STATED TASK A:
In the article on Dante Arthurs, reproduce everything from "Australian murderer (born" down to "Sofia Rodriguez-Urrutia Shu.", swapping "murderer" for "convicted killer".

- Born: Dante Wyndham Arthurs 8 August 1984 (age 41) Rockingham, Western Australia, Australia
- Occupations: Fruit and vegetable packer
- Criminal status: Incarcerated
- Convictions: Murder; unlawful detention;
- Criminal charge: Wilful murder; sexual penetration; unlawful detention;
- Penalty: Life imprisonment with non-parole period of 13 years

Details
- Victims: Sofia Rodriguez-Urrutia Shu
- Date: 26 June 2006
- Location: Canning Vale, Western Australia
- Date apprehended: 27 June 2006

= Dante Arthurs =

Australian murderer (born 1984)

Dante Wyndham Arthurs (born 8 August 1984) is an Australian murderer, convicted of the murder of eight-year-old Sofia Rodriguez-Urrutia Shu.

On 17 November 2007 Arthurs pleaded guilty to the charges of murder and unlawful detention and was convicted in the Supreme Court of Western Australia; he was sentenced to life imprisonment with a non-parole period of 13 years. As of June 2023, Arthurs is imprisoned in Casuarina Prison. Bids by him for parole were dismissed in June 2019, May 2022 and again in May 2025. Arthurs is next due to be considered for parole

Many areas of the Western Australian and Australian community debated the re-introduction of the death penalty due to the emotion evoked by Rodriguez-Urrutia Shu's murder. The last person hanged in Western Australia was Eric Edgar Cooke in 1964 and the death penalty was abolished in that state in 1984.

RECORDS FOR THIS TASK:
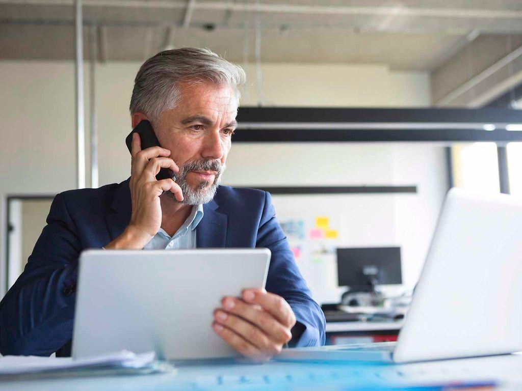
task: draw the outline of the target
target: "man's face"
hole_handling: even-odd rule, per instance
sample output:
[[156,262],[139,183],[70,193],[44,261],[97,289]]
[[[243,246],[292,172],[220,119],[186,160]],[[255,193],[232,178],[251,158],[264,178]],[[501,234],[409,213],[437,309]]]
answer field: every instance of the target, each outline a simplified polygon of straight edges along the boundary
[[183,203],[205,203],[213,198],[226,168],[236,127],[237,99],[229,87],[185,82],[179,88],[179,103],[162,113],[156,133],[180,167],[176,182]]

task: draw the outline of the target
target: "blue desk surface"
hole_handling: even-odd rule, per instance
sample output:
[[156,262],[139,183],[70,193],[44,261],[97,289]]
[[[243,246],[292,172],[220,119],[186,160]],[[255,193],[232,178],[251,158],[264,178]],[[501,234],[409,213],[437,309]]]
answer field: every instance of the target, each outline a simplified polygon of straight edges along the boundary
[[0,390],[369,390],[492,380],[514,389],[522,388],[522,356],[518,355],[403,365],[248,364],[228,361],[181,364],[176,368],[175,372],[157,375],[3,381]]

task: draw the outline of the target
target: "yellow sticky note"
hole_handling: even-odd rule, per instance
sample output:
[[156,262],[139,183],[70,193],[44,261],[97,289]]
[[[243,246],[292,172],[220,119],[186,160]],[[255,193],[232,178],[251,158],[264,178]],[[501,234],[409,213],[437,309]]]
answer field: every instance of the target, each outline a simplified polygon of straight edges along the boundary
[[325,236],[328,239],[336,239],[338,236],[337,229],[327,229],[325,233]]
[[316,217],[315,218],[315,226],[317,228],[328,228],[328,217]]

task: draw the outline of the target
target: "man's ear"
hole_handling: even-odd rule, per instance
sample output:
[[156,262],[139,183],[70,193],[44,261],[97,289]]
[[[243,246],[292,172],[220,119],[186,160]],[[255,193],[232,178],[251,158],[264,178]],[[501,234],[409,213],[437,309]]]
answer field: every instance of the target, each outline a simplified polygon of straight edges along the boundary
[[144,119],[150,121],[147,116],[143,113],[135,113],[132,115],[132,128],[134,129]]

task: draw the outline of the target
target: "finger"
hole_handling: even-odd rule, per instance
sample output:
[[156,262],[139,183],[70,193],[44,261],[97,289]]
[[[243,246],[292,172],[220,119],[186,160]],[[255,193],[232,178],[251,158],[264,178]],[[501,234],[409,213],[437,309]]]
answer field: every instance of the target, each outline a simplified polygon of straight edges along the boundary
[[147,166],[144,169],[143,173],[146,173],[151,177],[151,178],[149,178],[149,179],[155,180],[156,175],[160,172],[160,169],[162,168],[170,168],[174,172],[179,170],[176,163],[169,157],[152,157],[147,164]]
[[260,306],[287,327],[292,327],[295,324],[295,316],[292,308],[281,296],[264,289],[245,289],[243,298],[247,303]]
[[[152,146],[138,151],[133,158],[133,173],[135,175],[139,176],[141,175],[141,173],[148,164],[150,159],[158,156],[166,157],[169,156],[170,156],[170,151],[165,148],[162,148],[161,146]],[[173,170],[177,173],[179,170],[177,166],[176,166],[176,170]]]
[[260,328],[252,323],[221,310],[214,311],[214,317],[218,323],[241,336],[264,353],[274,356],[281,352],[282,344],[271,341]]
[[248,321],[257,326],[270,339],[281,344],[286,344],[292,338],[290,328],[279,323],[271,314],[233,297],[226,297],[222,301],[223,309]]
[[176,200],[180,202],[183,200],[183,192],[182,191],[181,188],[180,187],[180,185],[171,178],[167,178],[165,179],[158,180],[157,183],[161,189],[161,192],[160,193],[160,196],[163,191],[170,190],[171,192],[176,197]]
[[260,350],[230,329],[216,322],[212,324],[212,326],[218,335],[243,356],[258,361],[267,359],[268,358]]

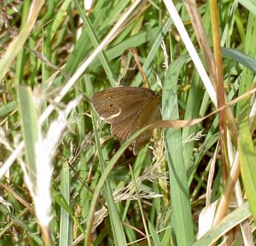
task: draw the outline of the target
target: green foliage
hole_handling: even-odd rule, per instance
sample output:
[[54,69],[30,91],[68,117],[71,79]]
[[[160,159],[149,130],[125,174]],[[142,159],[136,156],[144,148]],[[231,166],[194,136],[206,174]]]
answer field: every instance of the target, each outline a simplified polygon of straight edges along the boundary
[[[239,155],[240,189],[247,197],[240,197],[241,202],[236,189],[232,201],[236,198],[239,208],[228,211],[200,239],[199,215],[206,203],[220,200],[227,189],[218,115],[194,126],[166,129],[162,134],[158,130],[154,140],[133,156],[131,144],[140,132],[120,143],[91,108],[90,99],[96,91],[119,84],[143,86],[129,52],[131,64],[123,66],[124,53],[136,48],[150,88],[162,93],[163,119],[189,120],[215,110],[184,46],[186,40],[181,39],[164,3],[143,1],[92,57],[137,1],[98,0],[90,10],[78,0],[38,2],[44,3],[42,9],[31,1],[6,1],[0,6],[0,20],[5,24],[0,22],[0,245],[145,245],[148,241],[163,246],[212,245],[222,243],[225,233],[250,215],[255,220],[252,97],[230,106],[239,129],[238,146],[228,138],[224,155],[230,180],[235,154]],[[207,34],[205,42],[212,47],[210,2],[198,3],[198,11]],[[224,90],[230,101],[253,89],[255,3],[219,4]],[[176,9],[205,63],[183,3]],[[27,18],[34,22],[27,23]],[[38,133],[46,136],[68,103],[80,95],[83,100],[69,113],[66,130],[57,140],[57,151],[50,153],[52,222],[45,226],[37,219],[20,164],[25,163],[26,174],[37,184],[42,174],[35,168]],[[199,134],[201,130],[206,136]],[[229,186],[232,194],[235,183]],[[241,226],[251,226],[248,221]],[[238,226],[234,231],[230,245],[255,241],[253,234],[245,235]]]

--

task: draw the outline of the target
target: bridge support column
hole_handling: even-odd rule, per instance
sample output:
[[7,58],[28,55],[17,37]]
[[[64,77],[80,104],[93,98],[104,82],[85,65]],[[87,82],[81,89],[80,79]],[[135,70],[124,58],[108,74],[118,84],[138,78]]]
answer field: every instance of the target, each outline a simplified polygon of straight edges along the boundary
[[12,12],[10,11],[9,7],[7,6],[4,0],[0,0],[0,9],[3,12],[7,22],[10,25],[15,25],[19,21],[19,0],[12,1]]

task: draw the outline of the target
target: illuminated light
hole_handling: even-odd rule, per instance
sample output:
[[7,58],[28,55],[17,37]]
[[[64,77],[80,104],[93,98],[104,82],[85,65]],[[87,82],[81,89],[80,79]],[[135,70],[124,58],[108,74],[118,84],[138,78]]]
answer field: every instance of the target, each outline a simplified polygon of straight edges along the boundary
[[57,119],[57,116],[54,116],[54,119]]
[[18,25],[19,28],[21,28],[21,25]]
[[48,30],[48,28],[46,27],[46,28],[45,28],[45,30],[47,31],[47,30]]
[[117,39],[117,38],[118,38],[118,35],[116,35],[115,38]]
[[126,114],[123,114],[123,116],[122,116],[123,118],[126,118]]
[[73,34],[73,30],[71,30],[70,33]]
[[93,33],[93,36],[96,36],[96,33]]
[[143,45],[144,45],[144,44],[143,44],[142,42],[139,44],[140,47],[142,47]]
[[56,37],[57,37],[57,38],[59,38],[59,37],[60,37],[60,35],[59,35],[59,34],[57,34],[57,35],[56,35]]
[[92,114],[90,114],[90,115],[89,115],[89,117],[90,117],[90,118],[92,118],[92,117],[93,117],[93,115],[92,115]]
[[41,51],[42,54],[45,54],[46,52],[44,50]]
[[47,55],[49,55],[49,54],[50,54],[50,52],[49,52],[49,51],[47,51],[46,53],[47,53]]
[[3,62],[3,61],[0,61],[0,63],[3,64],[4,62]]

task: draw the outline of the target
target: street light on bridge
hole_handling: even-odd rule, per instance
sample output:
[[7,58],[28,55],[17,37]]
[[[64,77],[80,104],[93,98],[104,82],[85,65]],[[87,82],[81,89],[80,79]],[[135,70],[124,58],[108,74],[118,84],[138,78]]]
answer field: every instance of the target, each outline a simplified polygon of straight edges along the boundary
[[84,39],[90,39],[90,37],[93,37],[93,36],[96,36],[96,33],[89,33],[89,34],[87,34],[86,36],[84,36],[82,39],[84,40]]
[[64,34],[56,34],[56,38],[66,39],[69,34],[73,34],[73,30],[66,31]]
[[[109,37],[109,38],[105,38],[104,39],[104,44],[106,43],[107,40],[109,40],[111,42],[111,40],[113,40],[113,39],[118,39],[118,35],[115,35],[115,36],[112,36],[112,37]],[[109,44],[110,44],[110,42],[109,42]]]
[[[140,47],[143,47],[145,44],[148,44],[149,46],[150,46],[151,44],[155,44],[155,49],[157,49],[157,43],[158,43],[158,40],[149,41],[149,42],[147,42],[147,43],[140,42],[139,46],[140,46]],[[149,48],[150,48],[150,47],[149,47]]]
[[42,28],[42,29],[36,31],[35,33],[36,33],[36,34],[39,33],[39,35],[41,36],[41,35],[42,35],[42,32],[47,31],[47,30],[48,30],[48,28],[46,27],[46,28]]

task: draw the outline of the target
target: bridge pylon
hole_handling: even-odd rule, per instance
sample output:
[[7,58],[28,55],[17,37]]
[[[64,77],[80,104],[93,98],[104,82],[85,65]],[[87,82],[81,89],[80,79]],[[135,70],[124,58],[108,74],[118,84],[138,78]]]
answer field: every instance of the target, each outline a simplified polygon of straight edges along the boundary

STATED TASK B:
How many lines of the records contain the string "bridge"? Reply with the number only.

ANSWER A:
Australian convicted killer (born 1984)

Dante Wyndham Arthurs (born 8 August 1984) is an Australian convicted killer, convicted of the murder of eight-year-old Sofia Rodriguez-Urrutia Shu.

ANSWER B:
3